Article
We previously wrote of our annoyance with the old and ever-popular yarn spun by wannabe personal finance gurus who constantly tell us we can become millionaires by quitting our daily coffee habit — or by replacing it with home-brewed coffee. For the record, we have a lot of coffee both out (as evidenced by CoffeeRatings.com) and in the home. But we’ve always thought that home-brewed coffee is hardly the magic path to champagne wishes and caviar dreams. This time we do a little of the math to show why.

Many of these personal finance hacks first fail to recognize that coffee, for at least some people, is one of life’s small pleasures. The idea of giving it up entirely makes about as much sense as giving up other “superfluous” things in life — such as haircuts, your child’s dance lessons, and cable TV. Once you get past that logic, the debate then becomes about the private jets you’ll be able to afford by making your own coffee or espresso at home instead of paying Starbucks each time for the mythical $32 coffee beverage. (Hey … inflation. OK, so we’re exaggerating about the $32 beverage to make a point. But then again, so are they.)

We recently came across a blog post, similar to the thousands of others just like it, where a “home savings tip” savant posted on how she saved a “small fortune” by switching from her thrice-weekly Starbucks habit to a stove top Bialetti coffee maker at home.

Let’s do the math

Small fortune, eh? Let’s do the math. A $4 bucket of Starbucks’ pumpkin-pie-flavored Cool Whip, purchased three times a week, will set our home-savings-tip heroine back about $12 a week — or about $600 a year.

A new Bialetti will set her back about $20 — which is nice and cheap compared to some of these ridiculous $1,200 hulking piles of home espresso machine plastic that typically produce shots inferior to even Starbucks’ dubious standards (Jura, anyone?). Then add a chop grinder for about $30, and her capital outlay comes out to be about $50.

Now since fresh roasted coffee is like fresh baked bread, the supply needs replenishing every couple of weeks before it goes stale. So if she’s buying Starbucks’ coffee (and it is pretty much already stale when you buy it), that should set her back about $6 for a half pound. Then add some incidental charges for milk, pumpkin pie flavoring, and tubs of Cool Whip — but for the sake of argument, we will consider it negligible (which it isn’t).

That comes to about a $50 capital outlay plus $6 every two weeks = about $200 in the first year.

Labor costs: because your time isn’t free

Now let’s factor in labor costs. Starbucks’ costs are dominated by labor, not coffee. To say that your labor comes out in the wash is deceiving yourself: your time is money. The federal minimum wage is $5.85 per hour (in SF, it is $9.36) — and let’s say her time is only as valuable as the lowest fry cook at McDonald’s at $6 an hour. And let’s say that making these coffee drinks at home takes about 15 minutes of her time — between grinding, watching the stove, steaming milk, washing dishes, cleaning the espresso machine, etc. All the work that Starbucks pays someone else to do for you. Three times a week for a year comes to about 40 hours of labor a year = $240.

Entries
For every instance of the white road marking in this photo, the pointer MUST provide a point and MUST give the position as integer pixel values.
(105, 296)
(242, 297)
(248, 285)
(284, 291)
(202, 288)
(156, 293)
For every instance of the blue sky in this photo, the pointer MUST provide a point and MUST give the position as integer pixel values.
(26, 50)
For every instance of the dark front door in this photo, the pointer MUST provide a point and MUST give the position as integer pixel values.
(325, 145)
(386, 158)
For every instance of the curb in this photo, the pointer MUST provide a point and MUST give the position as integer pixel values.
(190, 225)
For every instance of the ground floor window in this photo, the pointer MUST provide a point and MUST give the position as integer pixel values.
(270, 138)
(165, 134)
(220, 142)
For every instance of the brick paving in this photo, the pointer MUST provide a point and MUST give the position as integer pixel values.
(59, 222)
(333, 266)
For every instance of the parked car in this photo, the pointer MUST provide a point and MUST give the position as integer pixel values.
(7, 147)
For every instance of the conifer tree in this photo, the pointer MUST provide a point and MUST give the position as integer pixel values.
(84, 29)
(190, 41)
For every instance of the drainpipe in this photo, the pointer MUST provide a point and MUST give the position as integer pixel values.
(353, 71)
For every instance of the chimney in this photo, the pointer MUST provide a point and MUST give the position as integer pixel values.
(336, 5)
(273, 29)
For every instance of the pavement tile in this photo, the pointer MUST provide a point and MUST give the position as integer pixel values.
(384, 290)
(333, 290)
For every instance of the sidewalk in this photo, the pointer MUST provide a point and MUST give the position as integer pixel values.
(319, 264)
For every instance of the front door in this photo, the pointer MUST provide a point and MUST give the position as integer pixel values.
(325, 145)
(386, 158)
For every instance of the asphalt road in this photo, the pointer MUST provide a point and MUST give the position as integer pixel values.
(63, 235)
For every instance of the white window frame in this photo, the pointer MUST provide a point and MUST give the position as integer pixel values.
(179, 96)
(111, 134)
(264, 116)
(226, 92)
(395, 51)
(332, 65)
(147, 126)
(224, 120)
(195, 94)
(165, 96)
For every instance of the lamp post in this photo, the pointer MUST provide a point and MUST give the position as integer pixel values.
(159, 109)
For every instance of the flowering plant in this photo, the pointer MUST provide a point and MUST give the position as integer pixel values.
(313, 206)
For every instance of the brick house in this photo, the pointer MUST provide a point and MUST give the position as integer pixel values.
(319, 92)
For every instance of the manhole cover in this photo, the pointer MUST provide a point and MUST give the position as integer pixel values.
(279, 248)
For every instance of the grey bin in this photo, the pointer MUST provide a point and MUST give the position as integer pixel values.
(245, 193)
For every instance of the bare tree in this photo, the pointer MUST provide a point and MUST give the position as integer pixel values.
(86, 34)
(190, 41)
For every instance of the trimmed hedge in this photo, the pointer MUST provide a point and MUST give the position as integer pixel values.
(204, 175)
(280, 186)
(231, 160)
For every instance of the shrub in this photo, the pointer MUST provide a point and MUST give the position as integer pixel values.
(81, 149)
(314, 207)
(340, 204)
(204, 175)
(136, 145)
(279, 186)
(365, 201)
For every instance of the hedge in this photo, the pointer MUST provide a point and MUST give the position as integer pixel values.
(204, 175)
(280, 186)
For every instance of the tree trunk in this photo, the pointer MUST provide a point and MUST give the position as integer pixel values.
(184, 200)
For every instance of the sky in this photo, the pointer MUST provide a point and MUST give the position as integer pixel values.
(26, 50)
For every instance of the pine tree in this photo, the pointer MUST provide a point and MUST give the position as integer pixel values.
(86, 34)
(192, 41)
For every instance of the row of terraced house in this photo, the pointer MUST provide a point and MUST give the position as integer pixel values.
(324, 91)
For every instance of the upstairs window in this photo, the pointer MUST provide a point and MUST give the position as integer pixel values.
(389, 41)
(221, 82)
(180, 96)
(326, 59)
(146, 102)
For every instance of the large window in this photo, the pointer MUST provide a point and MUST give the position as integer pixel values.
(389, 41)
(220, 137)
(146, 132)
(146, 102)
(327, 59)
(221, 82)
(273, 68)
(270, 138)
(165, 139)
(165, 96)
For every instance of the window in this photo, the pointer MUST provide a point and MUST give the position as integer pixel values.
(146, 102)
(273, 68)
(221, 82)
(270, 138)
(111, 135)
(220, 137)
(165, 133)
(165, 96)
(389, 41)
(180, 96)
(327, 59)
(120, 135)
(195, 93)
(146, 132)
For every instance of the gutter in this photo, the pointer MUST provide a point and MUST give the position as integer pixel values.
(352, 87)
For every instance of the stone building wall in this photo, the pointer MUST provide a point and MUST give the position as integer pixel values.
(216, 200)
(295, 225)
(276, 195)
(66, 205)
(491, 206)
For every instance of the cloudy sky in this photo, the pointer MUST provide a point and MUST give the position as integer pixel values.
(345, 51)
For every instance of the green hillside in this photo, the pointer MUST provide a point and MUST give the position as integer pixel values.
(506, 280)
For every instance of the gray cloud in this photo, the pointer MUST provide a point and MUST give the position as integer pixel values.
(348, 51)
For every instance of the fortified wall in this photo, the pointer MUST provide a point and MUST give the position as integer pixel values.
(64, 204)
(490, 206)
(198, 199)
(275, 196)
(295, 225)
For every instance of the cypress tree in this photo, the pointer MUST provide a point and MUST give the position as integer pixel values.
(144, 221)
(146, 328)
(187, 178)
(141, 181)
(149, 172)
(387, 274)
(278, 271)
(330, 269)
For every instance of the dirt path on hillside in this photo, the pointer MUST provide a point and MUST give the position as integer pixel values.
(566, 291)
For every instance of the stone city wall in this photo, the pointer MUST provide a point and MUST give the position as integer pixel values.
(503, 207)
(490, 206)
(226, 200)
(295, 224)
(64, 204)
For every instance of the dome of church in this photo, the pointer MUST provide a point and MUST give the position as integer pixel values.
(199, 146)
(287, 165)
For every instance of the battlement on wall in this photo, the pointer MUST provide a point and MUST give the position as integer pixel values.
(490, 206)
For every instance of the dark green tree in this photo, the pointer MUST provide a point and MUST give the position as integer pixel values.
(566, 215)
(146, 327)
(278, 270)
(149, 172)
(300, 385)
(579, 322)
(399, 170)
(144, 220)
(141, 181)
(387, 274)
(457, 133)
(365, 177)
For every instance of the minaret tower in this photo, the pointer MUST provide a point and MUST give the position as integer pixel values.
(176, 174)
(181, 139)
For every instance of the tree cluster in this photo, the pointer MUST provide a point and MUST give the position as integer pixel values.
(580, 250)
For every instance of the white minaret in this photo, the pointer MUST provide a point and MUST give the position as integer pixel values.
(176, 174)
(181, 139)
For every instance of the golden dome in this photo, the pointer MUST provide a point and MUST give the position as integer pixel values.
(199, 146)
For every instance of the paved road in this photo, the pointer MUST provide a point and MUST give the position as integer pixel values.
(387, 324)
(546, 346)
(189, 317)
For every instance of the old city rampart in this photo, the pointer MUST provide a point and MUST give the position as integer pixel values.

Challenges
A: Retype the part of the coffee article from "A new Bialetti" up to and including "(which it isn’t).".
B: Summarize the coffee article in two sentences.
C: In one to three sentences, explain why the coffee article says the home brewer must buy new coffee every couple of weeks.

Per-task answers
A:
A new Bialetti will set her back about $20 — which is nice and cheap compared to some of these ridiculous $1,200 hulking piles of home espresso machine plastic that typically produce shots inferior to even Starbucks’ dubious standards (Jura, anyone?). Then add a chop grinder for about $30, and her capital outlay comes out to be about $50.

Now since fresh roasted coffee is like fresh baked bread, the supply needs replenishing every couple of weeks before it goes stale. So if she’s buying Starbucks’ coffee (and it is pretty much already stale when you buy it), that should set her back about $6 for a half pound. Then add some incidental charges for milk, pumpkin pie flavoring, and tubs of Cool Whip — but for the sake of argument, we will consider it negligible (which it isn’t).

B: The article argues that switching from a thrice-weekly $4 Starbucks drink, about $600 a year, to home-brewed coffee is hardly a path to wealth. Brewing at home with a Bialetti and grinder costs about $200 in the first year, plus about $240 in labor once 15 minutes per drink is valued at $6 an hour.

C: Fresh roasted coffee is like fresh baked bread and goes stale, so the supply has to be replenished every couple of weeks.